◆ **EXERCISE**: The answer should consist of each line below that contains the word "field".
-.-.-
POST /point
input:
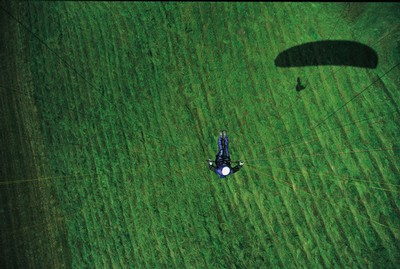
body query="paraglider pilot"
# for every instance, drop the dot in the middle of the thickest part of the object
(223, 161)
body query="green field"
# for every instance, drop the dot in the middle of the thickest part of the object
(108, 112)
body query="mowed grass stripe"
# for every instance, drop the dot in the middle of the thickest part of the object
(254, 83)
(318, 240)
(78, 53)
(360, 162)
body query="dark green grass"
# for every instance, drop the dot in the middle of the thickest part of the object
(124, 128)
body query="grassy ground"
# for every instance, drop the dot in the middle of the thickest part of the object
(109, 111)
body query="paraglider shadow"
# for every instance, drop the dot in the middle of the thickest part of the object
(328, 52)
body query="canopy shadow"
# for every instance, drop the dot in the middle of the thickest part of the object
(328, 52)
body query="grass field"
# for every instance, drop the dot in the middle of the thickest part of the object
(108, 112)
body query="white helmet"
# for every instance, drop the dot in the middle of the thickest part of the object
(226, 170)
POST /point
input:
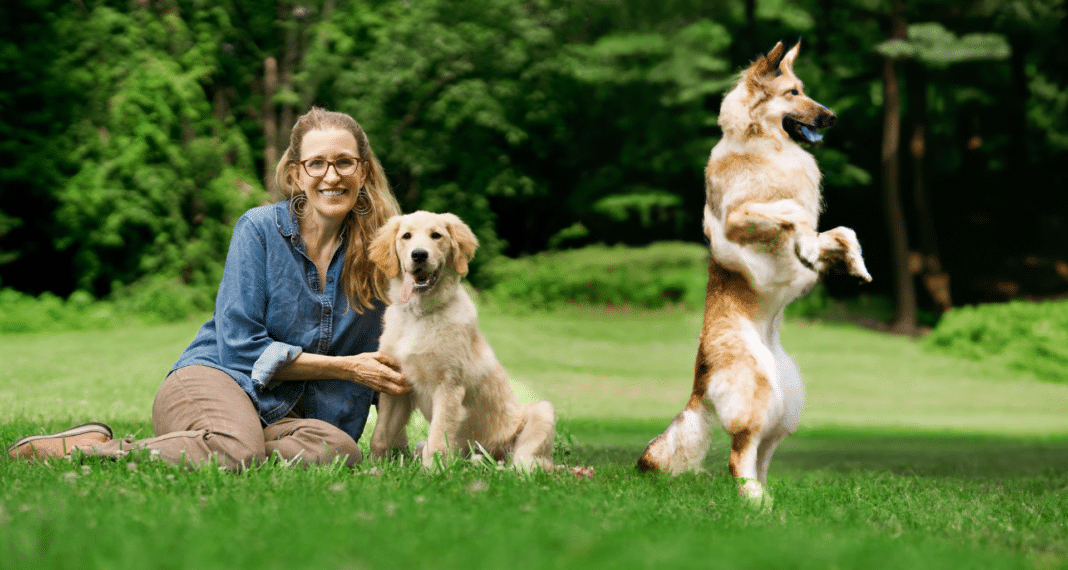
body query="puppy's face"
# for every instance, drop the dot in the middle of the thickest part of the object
(419, 247)
(778, 97)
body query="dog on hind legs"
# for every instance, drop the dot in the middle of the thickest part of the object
(763, 203)
(430, 328)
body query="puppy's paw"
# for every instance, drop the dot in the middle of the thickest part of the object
(839, 248)
(806, 250)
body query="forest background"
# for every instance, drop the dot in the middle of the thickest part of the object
(132, 133)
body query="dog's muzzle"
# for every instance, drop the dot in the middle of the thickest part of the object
(802, 131)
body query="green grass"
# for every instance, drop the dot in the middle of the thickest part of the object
(906, 459)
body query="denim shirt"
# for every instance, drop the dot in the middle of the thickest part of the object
(270, 309)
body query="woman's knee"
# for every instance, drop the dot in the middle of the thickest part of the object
(235, 454)
(312, 442)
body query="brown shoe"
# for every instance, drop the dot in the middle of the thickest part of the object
(60, 444)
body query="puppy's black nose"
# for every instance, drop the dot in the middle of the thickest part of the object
(827, 120)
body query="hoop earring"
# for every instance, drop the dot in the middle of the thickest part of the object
(366, 207)
(298, 205)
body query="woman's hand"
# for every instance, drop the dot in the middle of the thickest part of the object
(378, 371)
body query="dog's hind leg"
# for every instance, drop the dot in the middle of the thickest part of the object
(393, 415)
(682, 446)
(534, 441)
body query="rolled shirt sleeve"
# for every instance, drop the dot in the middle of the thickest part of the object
(244, 342)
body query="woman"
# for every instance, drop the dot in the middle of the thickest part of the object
(288, 365)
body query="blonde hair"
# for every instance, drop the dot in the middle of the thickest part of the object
(362, 281)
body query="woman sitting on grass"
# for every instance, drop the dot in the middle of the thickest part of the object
(288, 365)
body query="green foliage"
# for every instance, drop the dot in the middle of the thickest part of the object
(655, 275)
(933, 45)
(160, 178)
(1029, 336)
(150, 300)
(24, 314)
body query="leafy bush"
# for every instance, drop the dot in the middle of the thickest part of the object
(21, 313)
(650, 276)
(1030, 336)
(153, 300)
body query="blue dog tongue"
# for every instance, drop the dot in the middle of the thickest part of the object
(811, 135)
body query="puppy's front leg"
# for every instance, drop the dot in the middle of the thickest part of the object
(393, 415)
(448, 414)
(758, 222)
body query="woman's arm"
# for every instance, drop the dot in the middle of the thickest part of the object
(376, 370)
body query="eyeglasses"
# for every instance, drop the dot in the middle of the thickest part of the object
(345, 165)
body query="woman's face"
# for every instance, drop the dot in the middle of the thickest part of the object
(330, 196)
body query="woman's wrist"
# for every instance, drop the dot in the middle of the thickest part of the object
(309, 366)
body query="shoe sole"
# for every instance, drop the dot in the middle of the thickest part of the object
(92, 427)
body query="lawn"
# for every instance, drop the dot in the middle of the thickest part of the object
(905, 459)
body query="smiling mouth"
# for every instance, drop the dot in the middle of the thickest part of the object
(418, 281)
(801, 131)
(424, 280)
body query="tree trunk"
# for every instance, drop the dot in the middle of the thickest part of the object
(936, 280)
(905, 295)
(270, 124)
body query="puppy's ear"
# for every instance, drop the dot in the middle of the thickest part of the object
(382, 251)
(464, 242)
(765, 66)
(786, 66)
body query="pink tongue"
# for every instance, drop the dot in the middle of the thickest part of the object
(407, 286)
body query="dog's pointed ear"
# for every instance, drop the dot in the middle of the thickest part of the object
(382, 252)
(786, 66)
(464, 242)
(767, 65)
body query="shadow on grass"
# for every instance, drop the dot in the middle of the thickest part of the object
(900, 453)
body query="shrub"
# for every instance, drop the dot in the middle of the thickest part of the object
(650, 276)
(153, 300)
(20, 313)
(1030, 336)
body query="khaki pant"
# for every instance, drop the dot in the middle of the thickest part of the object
(201, 412)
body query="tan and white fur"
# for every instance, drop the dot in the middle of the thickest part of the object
(763, 204)
(430, 328)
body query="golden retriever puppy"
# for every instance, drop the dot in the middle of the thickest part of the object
(430, 328)
(762, 208)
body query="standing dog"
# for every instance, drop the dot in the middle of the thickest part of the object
(430, 328)
(762, 208)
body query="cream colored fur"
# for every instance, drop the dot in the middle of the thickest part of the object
(760, 217)
(458, 384)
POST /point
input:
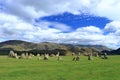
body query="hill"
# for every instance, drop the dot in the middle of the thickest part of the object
-.-.-
◆ **ANSWER TO THIS EXERCISE**:
body query="green field"
body query="grass field"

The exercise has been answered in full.